Problem to work on - Copy the listing below line for line, changing nothing, and leave the picture out of your copy.
----
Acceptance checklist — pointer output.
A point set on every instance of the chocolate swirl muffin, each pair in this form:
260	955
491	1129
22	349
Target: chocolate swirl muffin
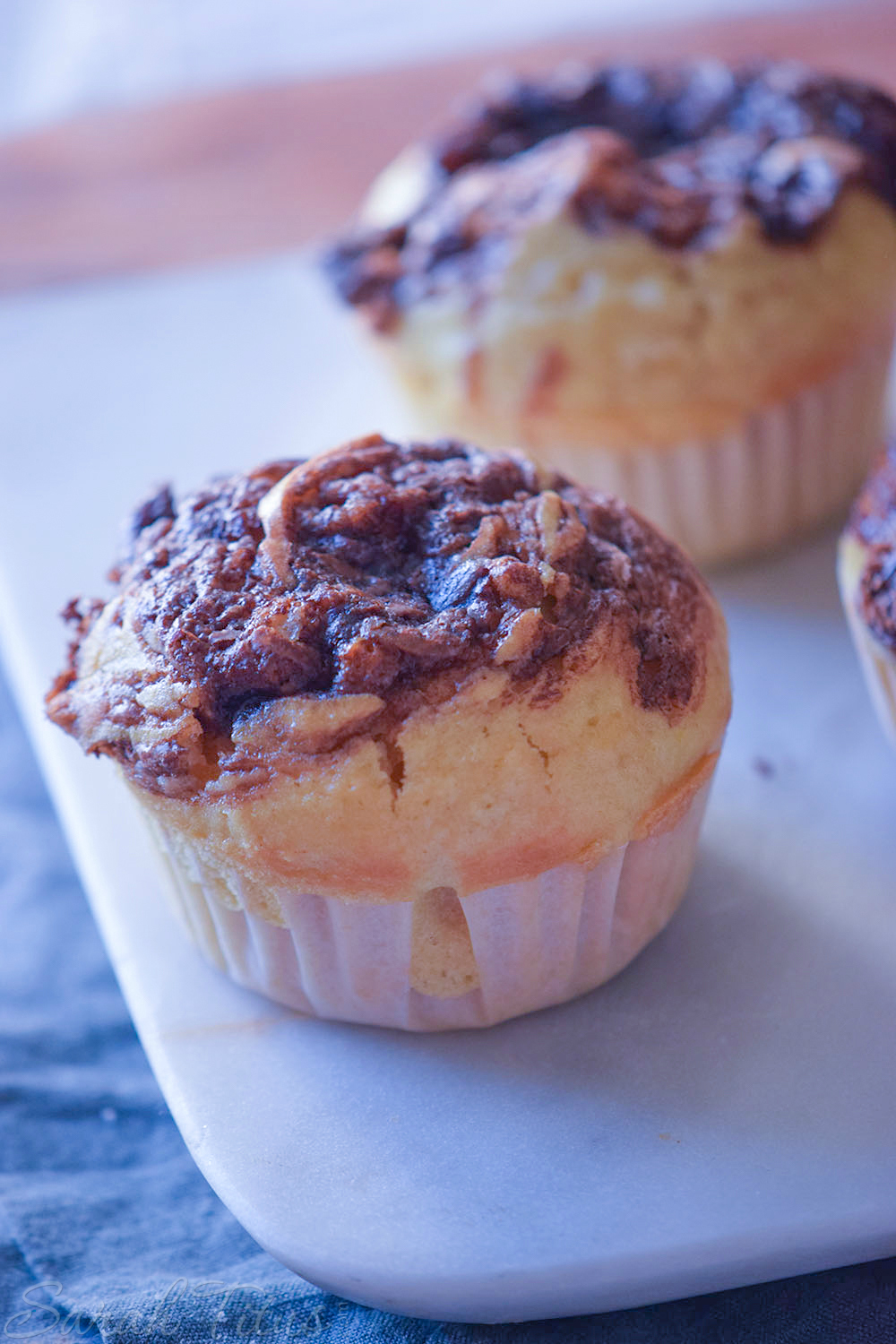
----
The answer -
Acceptance checklist — pointer output.
A point set on every instance of the chocolate swirl muffin, each pair in this form:
260	955
491	1129
22	349
Target: chocolate swirl muffin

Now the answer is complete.